§ TASK REQUIREMENTS: Without including the images, transcribe each record precisely as it appears below.

§ RECORDS:
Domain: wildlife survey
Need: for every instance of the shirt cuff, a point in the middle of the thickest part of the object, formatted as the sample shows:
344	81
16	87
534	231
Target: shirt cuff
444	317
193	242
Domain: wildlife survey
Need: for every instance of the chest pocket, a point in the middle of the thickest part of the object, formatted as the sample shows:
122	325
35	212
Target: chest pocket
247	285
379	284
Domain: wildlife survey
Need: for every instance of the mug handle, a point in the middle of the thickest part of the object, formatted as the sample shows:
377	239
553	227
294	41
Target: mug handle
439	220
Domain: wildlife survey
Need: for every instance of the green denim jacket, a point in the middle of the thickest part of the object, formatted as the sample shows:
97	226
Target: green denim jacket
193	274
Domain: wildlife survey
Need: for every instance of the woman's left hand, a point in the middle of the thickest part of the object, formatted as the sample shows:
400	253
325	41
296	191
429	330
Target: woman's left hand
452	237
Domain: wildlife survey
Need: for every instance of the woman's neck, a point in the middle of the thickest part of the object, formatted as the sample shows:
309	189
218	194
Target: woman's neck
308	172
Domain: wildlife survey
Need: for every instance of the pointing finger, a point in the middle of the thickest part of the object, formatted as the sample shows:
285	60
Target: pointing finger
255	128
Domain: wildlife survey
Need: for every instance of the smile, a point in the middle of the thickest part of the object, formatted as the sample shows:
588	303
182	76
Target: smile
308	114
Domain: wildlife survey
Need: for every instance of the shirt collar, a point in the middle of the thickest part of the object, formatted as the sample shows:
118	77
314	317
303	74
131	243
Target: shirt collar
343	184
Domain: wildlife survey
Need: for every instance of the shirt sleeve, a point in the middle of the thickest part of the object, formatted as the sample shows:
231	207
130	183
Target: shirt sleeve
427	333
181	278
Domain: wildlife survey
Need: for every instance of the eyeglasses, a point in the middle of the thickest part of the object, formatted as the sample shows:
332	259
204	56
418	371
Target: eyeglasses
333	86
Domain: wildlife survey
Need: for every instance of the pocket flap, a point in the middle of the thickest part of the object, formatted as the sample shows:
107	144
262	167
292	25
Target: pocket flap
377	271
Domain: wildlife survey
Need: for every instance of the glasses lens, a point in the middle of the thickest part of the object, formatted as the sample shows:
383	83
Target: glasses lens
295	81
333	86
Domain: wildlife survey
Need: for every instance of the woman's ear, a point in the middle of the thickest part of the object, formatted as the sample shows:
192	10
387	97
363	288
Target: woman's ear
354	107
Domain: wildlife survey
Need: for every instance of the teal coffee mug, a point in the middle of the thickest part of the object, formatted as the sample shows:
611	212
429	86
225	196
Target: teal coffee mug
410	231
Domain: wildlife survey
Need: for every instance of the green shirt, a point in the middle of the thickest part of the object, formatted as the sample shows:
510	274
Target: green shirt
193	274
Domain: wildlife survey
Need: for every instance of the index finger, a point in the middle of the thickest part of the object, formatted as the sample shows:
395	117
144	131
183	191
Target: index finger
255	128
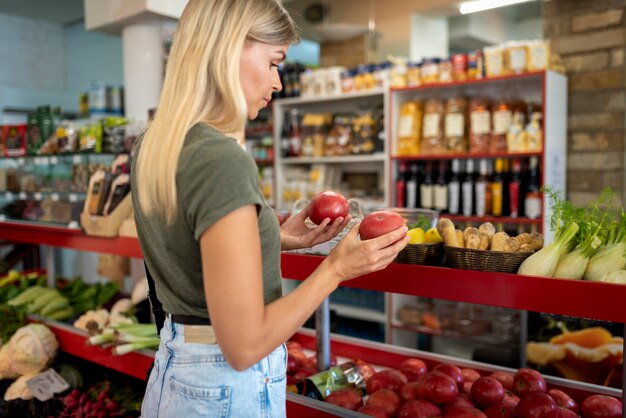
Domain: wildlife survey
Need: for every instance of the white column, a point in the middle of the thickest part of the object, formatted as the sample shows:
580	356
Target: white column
143	68
429	37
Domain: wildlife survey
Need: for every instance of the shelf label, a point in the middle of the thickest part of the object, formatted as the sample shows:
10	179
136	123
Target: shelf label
46	384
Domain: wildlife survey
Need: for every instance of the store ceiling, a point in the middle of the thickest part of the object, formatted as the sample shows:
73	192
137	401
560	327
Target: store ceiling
60	12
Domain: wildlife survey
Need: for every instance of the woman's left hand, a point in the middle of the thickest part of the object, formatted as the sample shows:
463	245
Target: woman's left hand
294	234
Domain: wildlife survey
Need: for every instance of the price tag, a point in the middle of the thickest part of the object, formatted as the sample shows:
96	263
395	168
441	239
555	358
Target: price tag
46	384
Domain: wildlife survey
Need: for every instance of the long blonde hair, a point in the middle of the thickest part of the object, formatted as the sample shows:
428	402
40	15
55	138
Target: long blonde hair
202	85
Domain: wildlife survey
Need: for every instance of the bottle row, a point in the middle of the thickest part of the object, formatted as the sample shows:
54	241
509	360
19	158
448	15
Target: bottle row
482	187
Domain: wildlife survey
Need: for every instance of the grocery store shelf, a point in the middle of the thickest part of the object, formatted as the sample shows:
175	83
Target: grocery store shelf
338	160
296	101
466	156
74	341
583	299
493	219
506	78
355	312
31	233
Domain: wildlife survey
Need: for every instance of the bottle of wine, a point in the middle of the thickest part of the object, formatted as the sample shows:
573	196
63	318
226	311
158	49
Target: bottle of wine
454	189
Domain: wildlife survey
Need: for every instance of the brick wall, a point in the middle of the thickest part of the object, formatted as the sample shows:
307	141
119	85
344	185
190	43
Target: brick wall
590	36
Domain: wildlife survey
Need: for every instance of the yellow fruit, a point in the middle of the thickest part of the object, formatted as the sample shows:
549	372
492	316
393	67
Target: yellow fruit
432	235
416	236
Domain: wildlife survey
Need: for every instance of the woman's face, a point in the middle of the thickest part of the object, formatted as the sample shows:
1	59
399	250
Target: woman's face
258	73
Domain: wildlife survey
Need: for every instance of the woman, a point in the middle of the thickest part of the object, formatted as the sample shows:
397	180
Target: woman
209	239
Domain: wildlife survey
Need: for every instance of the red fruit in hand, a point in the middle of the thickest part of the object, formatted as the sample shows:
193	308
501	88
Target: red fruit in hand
527	381
328	205
386	400
413	368
380	223
601	406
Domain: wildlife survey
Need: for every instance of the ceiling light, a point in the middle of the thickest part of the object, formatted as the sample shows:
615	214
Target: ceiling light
480	5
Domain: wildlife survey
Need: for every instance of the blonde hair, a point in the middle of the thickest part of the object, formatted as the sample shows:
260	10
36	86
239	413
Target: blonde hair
202	85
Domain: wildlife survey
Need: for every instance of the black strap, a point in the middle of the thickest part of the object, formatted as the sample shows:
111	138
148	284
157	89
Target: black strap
155	303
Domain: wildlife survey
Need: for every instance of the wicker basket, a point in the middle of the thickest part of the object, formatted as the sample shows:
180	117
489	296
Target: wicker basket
471	259
425	254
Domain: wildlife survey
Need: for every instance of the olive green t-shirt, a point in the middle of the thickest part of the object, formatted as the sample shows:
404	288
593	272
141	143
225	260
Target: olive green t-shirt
215	176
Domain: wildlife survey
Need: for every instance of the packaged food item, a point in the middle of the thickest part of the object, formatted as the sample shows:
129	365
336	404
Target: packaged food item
534	132
459	67
413	75
538	55
494	61
455	125
409	128
429	71
502	119
339	139
475	65
432	127
516	58
445	71
364	128
480	126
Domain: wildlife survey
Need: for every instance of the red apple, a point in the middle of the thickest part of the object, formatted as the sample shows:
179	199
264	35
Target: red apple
459	402
469	375
328	205
387	400
413	368
487	391
437	388
465	413
510	399
500	411
419	408
386	379
452	371
380	223
563	399
373	411
505	378
536	405
527	381
601	406
345	398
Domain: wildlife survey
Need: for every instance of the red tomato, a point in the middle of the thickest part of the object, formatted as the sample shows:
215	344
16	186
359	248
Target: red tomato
328	205
380	223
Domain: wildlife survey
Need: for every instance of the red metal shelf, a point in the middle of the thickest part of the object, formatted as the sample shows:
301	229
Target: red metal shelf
74	341
597	300
471	82
69	238
465	155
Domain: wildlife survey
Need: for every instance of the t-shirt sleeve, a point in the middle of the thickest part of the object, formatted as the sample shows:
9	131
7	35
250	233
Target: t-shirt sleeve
213	180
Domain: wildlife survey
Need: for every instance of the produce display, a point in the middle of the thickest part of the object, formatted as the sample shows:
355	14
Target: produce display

§ REPLY TO THE TASK:
Domain: wildlife survey
Need: for every instance of the shirt cuff, a point in the middle of the thickest part of the object, formatted as the sample shows:
344	81
16	87
534	231
Target: shirt cuff
444	317
193	242
Domain: wildlife survey
Need: for every instance of the chest pocket, a point in the middle of the thickest part of the object, formatted as the sample shows:
122	325
35	212
Target: chest pocket
247	285
379	284
Domain: wildlife survey
Need: for every instance of the mug handle, a point in the middle of the thickest part of the object, formatted as the sample shows:
377	239
553	227
294	41
Target: mug handle
439	220
Domain: wildlife survey
Need: for every instance of the green denim jacket, a point in the middle of the thickest part of the object, formatted as the sample shows:
97	226
Target: green denim jacket
193	274
Domain: wildlife survey
Need: for every instance of the woman's left hand, a point in the middle of the thickest part of the object, formatted as the sample shows:
400	253
325	41
296	191
429	330
Target: woman's left hand
452	237
Domain: wildlife survey
Need: for every instance of the woman's neck, a point in the middle of the thickest part of the object, formatted as the sample shows:
309	189
218	194
Target: woman's neck
308	172
Domain: wildlife survey
Need: for every instance of the pointing finger, a point in the middle of the thickest part of the object, formatted as the sample shows:
285	60
Target: pointing finger
255	128
Domain: wildlife survey
Need: for every instance of the smile, a point in the middle of the thickest part of the object, formatted as the sample shows:
588	303
182	76
Target: smile
308	114
Domain: wildlife survey
Need: for every instance of the shirt collar, a point in the middle of the thickest part of the object, formatted as the sample shows:
118	77
314	317
303	74
131	243
Target: shirt collar
343	184
Domain: wildlife survey
Need: for every instance of the shirt sleeve, a point in the middle of the thickest part of the object, formatted as the sample shows:
231	207
130	183
Target: shirt sleeve
427	333
181	278
Domain: wildlife survey
Need: for every instance of the eyeglasses, a point in the middle of the thickest part of the object, formatted as the sample shows:
332	259
204	56
418	371
Target: eyeglasses
333	86
Domain: wildlife survey
Need: for every instance of the pocket flap, a point in the middle of the thickest part of the object, formatted as the sample shows:
107	144
262	167
292	25
Target: pocket flap
377	271
Domain: wildlife survey
Need: for every instance of the glasses lens, a point in the middle of the thickest part of the object, formatted as the sample shows:
383	83
Target: glasses lens
295	81
333	86
Domain: wildlife survey
Need: for every instance of the woman's ear, a point in the middle of the thickest part of the object, formatted as the sample shows:
192	10
387	97
363	288
Target: woman's ear
354	107
Domain: wildlife survey
Need: for every instance of the teal coffee mug, a point in the middle of the thickest part of the object, formatted as the sample shows:
611	212
429	86
225	196
Target: teal coffee mug
410	231
Domain: wildlife survey
Need: for every instance of the green shirt, a point in the middle of the thickest part of the object, formatted as the sample shows:
510	274
Target: green shirt
193	274
Domain: wildlife survey
Need: for every instance of the index finger, a point in the middle of the thickest part of the object, formatted as the sample shows:
395	117
144	131
183	191
Target: index finger
255	128
Domain: wildlife survey
Need: for every instance of the white column, a point in the middle of the thickest part of the object, formatted as the sample shows:
580	356
Target: white column
143	68
429	37
Domain: wildlife survey
Need: for every instance of the shelf label, a point in the middle of the thickest part of the object, formatted as the sample shows:
10	179
136	123
Target: shelf label
46	384
Domain: wildlife survey
Need: for every instance of the store ceiling, a point in the middle of the thickest part of the object, formatted as the sample shows:
73	192
137	401
560	327
Target: store ceiling
60	12
Domain: wildlife survey
Need: for every instance of the woman's left hand, a point in the middle of the thickest part of the object, formatted as the sample shows:
463	245
Target: woman's left hand
294	234
Domain: wildlife survey
Need: for every instance of the price tag, a point in the middle of the thickest part of the object, formatted as the sample shows:
96	263
395	168
441	239
555	358
Target: price tag
46	384
Domain: wildlife survey
Need: for every instance of the long blonde hair, a point in the middle of the thickest part of the object, formatted as the sample shows:
428	402
40	15
55	138
Target: long blonde hair
202	85
Domain: wildlife survey
Need: for every instance of the bottle row, a point in the middle of the thickest part of the object, formatted as the sample shows:
54	241
509	360
19	158
448	15
Target: bottle row
482	187
Domain: wildlife survey
Need: for every instance of the grocery store shelf, a point in the middle of the thickest part of the object, formatted as the sample shows:
175	83
Target: grocery store shelf
338	160
296	101
466	156
74	341
583	299
493	219
506	78
355	312
31	233
Domain: wildlife survey
Need: for every instance of the bottle of wine, a point in the middle of the thickest part of the object, formatted as the sample shows:
573	196
63	318
226	311
158	49
Target: bottle of wine
454	189
Domain: wildlife survey
Need: for every instance of the brick wall, a point in the middle of the thickest part of the object, formatted as the sample shows:
307	141
119	85
344	185
190	43
Target: brick wall
590	36
Domain: wildlife survey
Need: for every instance of the yellow fruit, a point in the middle of the thickest part of the object, formatted as the sample shows:
549	372
492	316
393	67
Target: yellow fruit
432	235
416	236
Domain: wildlife survey
Need: for every instance of the woman's face, a point in the middle of the thickest part of the object, formatted as the sample shows:
1	59
399	250
Target: woman's face
258	73
Domain: wildlife survey
Need: for every instance of the woman, a point in the middle of the thickest part of the object, formatted as the sample shows:
397	180
Target: woman
209	239
Domain: wildlife survey
Need: for every instance of the red fruit in hand, a point in the middle of the thickest part of the object, formatted as the sample shows:
193	308
501	88
Target: red fruit in hand
527	381
328	205
386	400
413	368
380	223
601	406
Domain: wildlife survey
Need: for every instance of the ceiling light, a point in the middle of the thickest part of the object, formatted as the sample shows:
615	214
Target: ceiling light
480	5
Domain: wildlife survey
Need: for every instance of the blonde hair, a point in the middle of the thickest part of the object, formatted as the sample shows:
260	10
36	86
239	413
Target: blonde hair
202	85
Domain: wildlife survey
Need: for every instance of the black strap, a point in the middle of the thickest part of the object, formatted as the sample shows:
111	138
148	284
157	89
Target: black strap
155	303
Domain: wildlife survey
Need: for every instance of the wicker basket, a point in the middle of the thickest part of the object, formatted as the sample shows:
180	117
489	296
Target: wicker basket
471	259
425	254
Domain: wildlife survey
Need: for every instance of the olive green t-shirt, a point in the middle of the thickest part of the object, formatted as the sample shows:
404	288
593	272
141	143
225	260
Target: olive green t-shirt
215	176
Domain: wildlife survey
Need: for every instance of the packaged food item, a point in the middle of the thickest part of the object, formatted as the sample shows:
129	365
336	404
Target: packaged food item
534	132
459	67
413	75
538	55
494	61
455	125
409	128
429	71
502	119
339	139
475	65
432	127
516	58
445	71
364	128
480	126
Domain: wildlife survey
Need: for every instance of the red apple, a point in the middle of the thickest part of the object, formatted as the sample shows:
179	199
264	35
Target: red apple
459	402
469	375
328	205
387	400
413	368
487	391
437	388
465	413
510	399
500	411
419	408
386	379
452	371
380	223
563	399
373	411
505	378
536	405
527	381
601	406
345	398
Domain: wildlife survey
Need: for every instance of the red tomato, a point in the middle of the thickest part of the object, formatted as the sample shows:
215	344
16	186
359	248
Target: red tomato
328	205
380	223
Domain: wildlife survey
Need: for every instance of the red metal shelf, a point in the middle of the thickest part of the object, formatted as the sample shows:
301	229
Target: red metal shelf
74	341
597	300
471	82
69	238
465	155
Domain: wildlife survey
Need: for every instance of the t-shirt sleeve, a point in the middle of the thickest part of the object, formatted as the sample shows:
9	131
7	35
250	233
Target: t-shirt sleeve
213	180
Domain: wildlife survey
Need: for every instance of the produce display, a point in the middle of the thickest part of the object, formatted as the sample shows:
355	14
Target: produce display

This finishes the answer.